> [Exercise set]
• A. In the article on PV inverter anomaly detection, what are the rated capacities of the two inverters at the western Slovakia plant?
• B. From the article on PV inverter anomaly detection, duplicate the passage between "The model uses" and "grid monitoring sensors.", inclusive.
• C. Go on with the article on PV inverter anomaly detection from the point where it stops.

> [Quoted passage]
- Opening Delimiter -
A research team led by scientists from Slovakia’s Constantine the Philosopher University in Nitra has developed a new predictive and anomaly-detection model for PV inverters in commercial installations. The novel machine-learning-based framework uses temporal and electrical data alone, without relying on environmental sensors.
“The chosen algorithms, Random Forests for prediction and Z-score analysis for anomaly detection, were selected for their robustness, interpretability, and suitability for small yet high-frequency datasets, making them well-aligned with practical PV monitoring deployments,” the academics said. “Furthermore, the absence of irradiance or temperature data is explicitly addressed by constructing time-based proxies (hour, day, and weekday patterns) to capture cyclical solar generation behavior.”
The model uses real-world operational data from a grid-connected PV plant in western Slovakia, including two inverters with rated capacities of 30 kW and 40 kW. Inverter, grid power, and grid voltage data were collected at five-minute resolution from Jan. 1 to Feb. 1, 2025, using inverter and grid monitoring sensors.

Image: Constantine the Philosopher University in Nitra, Results in Engineering, CC BY 4.0
To enable machine learning analysis, preprocessing was required. Subsequently, a Random Forest Regressor was trained to predict the actual inverter power output (kW) at each five-minute step. Subsequently, a Random Forest Classifier was used to map continuous power to operational states, namely low, medium, and high. It could classify the current state as well as a future state, one hour ahead. Finally, a Z-score Analysis was used to quantify the extent to which the actual power deviates from the predicted power. Values that exceeded a statistical threshold were flagged as anomalies.
- Closing Delimiter -
> [Exercise data]
- Opening Delimiter -
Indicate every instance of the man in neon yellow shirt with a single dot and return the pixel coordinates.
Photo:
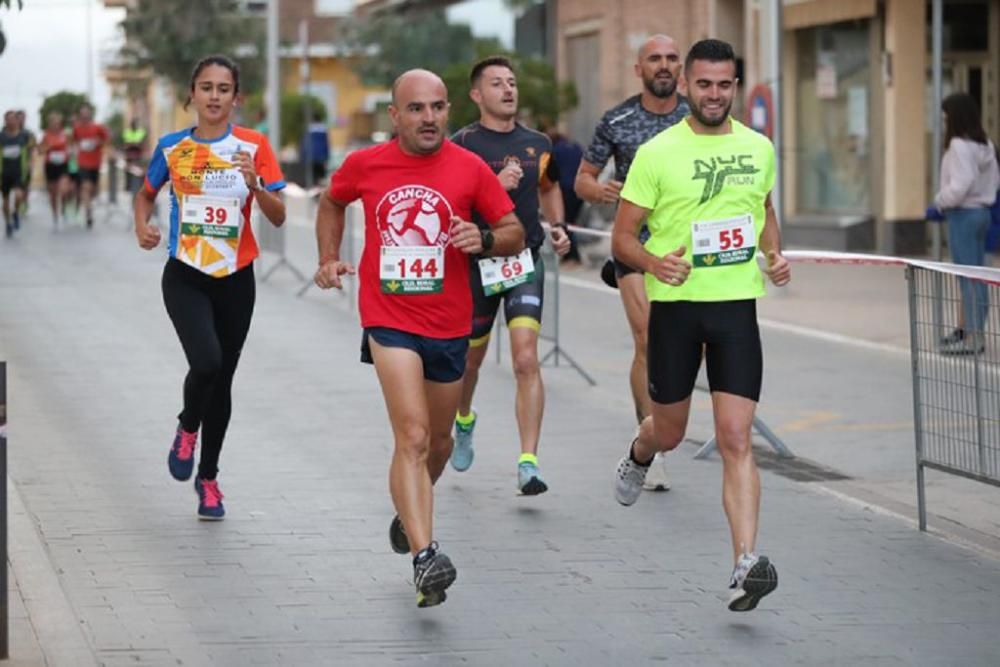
(705, 185)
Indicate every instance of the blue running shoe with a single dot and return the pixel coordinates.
(462, 453)
(180, 460)
(529, 478)
(209, 499)
(753, 577)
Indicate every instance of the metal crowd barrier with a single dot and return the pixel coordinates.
(4, 602)
(956, 383)
(550, 316)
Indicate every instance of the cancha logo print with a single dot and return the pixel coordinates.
(412, 215)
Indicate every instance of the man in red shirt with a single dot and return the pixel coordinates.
(418, 191)
(89, 138)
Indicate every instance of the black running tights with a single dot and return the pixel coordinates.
(212, 318)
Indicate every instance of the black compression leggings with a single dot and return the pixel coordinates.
(212, 318)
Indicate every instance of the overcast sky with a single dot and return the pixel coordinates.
(47, 52)
(47, 47)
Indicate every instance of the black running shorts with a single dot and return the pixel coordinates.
(443, 358)
(728, 333)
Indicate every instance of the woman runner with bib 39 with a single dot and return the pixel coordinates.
(216, 170)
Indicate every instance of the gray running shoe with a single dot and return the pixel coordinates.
(656, 478)
(753, 577)
(432, 575)
(629, 478)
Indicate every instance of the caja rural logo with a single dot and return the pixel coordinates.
(413, 215)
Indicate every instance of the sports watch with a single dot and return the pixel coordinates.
(487, 237)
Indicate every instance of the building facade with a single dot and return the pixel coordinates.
(857, 88)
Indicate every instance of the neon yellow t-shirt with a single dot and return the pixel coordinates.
(707, 193)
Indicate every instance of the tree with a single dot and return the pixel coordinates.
(169, 41)
(64, 102)
(293, 121)
(540, 96)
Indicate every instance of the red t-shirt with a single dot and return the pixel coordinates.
(409, 201)
(90, 139)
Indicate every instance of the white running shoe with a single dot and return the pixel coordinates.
(656, 478)
(629, 478)
(753, 577)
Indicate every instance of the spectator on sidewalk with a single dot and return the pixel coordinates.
(567, 155)
(316, 147)
(970, 177)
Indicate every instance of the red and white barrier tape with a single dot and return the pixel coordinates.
(979, 273)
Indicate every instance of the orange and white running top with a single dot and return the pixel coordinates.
(209, 198)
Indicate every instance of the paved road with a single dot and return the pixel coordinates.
(300, 573)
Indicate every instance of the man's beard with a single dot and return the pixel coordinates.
(661, 89)
(710, 122)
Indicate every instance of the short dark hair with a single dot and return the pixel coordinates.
(221, 61)
(497, 61)
(712, 50)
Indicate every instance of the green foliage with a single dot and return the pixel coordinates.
(65, 102)
(116, 125)
(540, 96)
(171, 41)
(405, 40)
(293, 121)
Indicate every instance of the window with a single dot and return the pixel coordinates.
(832, 94)
(333, 7)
- Closing Delimiter -
> [Your responses]
• A. 30 kW and 40 kW.

• B.
The model uses real-world operational data from a grid-connected PV plant in western Slovakia, including two inverters with rated capacities of 30 kW and 40 kW. Inverter, grid power, and grid voltage data were collected at five-minute resolution from Jan. 1 to Feb. 1, 2025, using inverter and grid monitoring sensors.

• C.
“A Random Forest Regressor achieved high fidelity in power prediction (R² = 0.995, mean absolute error = 0.12 kW), while classification models categorized output levels with 100% accuracy under static conditions,” the results showed. “Anomaly detection using Z-score analysis identified significant outliers, particularly during high-production intervals. However, one-hour-ahead classification revealed substantial drops in predictive performance (accuracy = 36.4%), highlighting the inherent difficulty of forecasting under variable environmental conditions.”
Concluding, the research team added that “unlike other recent work, which integrates meteorological and contextual data for multi-level diagnosis, the proposed model operates solely on inverter and grid-side electrical measurements. This distinction highlights the practical value of the presented approach in scenarios lacking environmental sensors, offering a transparent and computationally efficient alternative for interpretable anomaly detection.”
The framework was presented in “Predictive modeling and anomaly detection in solar PV inverters using machine learning,” which was recently published in Results in Engineering. Scientists from Slovakia’s Constantine the Philosopher University in Nitra, Hungary’s Obuda University, and the Czech Republic’s University of South Bohemia in České Budějovice participated in the research.